**BRIEF A**
In the passage on choosing a scanning direction, which scanning direction is selected in the preferred embodiment?

**TEXT SECTION**

-=-=-=-=-

When predictors are available, step 1410 is followed by step 1420. In a simple embodiment, the scanning direction in the current sub-slice could be taken as the direction opposite to the direction used in the previous sub-slice.

Such simple algorithm could be used for instance when the scanning direction of the previous sub-slice was chosen randomly, or fixed to the raster scan direction or in function of the line number. In another embodiment, other criteria such as the position of the first macroblock to encode in the sub-slice or the complexity of this first macroblock could be also used. In a preferred embodiment, the scanning direction depends on the number of predictors available for the macroblocks of the current sub-slice. The scanning direction maximizing this number is chosen. In this embodiment, for each possible scanning direction, the availability of each of the 9 Intra prediction directions proposed by H.264 is tested. The number of available predictors is incremented as soon as a prediction direction is available. The two final numbers of available predictors, each corresponding to one scanning direction, are then compared.

The scanning direction maximizing the number of available predictors is then selected.

-=-=-=-=-

**RECORDS SHOWN**

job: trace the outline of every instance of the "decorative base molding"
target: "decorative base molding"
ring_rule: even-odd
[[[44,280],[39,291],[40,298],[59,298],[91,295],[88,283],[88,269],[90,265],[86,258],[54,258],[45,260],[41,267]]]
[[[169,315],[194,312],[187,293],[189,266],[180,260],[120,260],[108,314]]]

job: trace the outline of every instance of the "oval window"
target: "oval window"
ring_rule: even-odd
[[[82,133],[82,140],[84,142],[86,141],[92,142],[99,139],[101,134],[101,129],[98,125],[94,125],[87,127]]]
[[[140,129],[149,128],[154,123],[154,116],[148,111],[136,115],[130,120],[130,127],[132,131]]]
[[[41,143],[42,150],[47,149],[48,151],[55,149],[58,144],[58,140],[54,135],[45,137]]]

-=-=-=-=-

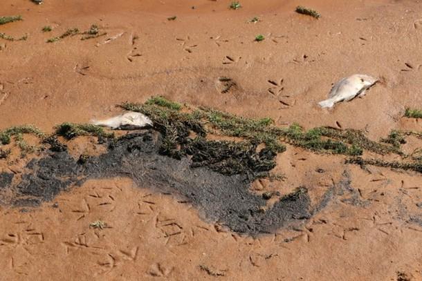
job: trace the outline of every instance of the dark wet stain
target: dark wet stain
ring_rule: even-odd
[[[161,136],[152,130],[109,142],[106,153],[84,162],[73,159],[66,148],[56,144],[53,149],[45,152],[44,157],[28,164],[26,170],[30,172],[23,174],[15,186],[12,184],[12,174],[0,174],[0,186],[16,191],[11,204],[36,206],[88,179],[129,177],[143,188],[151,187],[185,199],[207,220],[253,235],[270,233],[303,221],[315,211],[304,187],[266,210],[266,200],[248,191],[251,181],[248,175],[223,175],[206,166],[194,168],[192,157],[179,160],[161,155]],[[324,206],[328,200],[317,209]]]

-=-=-=-=-

**BRIEF B**
List every row in the two blocks above that contains the word "trace". Case counts.

**WRITTEN RESPONSE A**
The scanning direction that maximizes the number of available predictors.

**WRITTEN RESPONSE B**
job: trace the outline of every instance of the "decorative base molding"
job: trace the outline of every instance of the "oval window"
job: trace the outline of every instance of the dark wet stain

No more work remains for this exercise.